▸ **Aim a**: From the excerpt on contingent valuation of cultural values, list every cited work by its authors and year.

▸ **Excerpt provided**:

Contingent Valuation of Cultural Values

Contingent valuation has not been widely used to evaluate cultural policies, cultural goods, facilities or institutions. A bibliography of contingent valuation studies and papers compiled by Carson, et al (1995) refers to less than one dozen cultural applications in a list that extends to more than 2000 entries. The entries on cultural issues include an unpublished paper (Navrad, Pederson and Strand, 1992) and two conference/workshop papers (Bergland, 1993; Chambers and Chambers, 1994) that were not readily available for review. Although there has been some interest in cultural applications of CVM since the bibliography was compiled, the methodology’s potential to estimate cultural values remains underutilised.

 

Possibly the earliest application of a contingent valuation methodology to a cultural good was Bohm (1972). However, his interest was more in the capacity of willingness to pay measures to produce reliable demand estimates rather than in the cultural benefits generated by the public good (television programs) used in his experiments. His subsequent work (Bohm, 1979; 1984) on an ‘interval method’ for the control of strategic bias in responses by asking willingness to pay questions with and without liability for payment to two separate samples was influential in the design of some of the early applications to cultural issues.

▸ **Aim b**: Reproduce the labeled-object pointing listing below line for line, with no changes.

Labeled-object pointing entries
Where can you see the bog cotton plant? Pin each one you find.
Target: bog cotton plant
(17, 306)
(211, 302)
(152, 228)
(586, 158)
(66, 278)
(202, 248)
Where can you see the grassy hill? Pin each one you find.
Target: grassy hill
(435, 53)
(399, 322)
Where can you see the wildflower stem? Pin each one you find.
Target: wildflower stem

▸ **Exercise output a**:
- Carson, et al (1995)
- Navrad, Pederson and Strand (1992)
- Bergland (1993)
- Chambers and Chambers (1994)
- Bohm (1972)
- Bohm (1979)
- Bohm (1984)

▸ **Exercise output b**:
Where can you see the bog cotton plant? Pin each one you find.
Target: bog cotton plant
(17, 306)
(211, 302)
(152, 228)
(586, 158)
(66, 278)
(202, 248)
Where can you see the grassy hill? Pin each one you find.
Target: grassy hill
(435, 53)
(399, 322)
Where can you see the wildflower stem? Pin each one you find.
Target: wildflower stem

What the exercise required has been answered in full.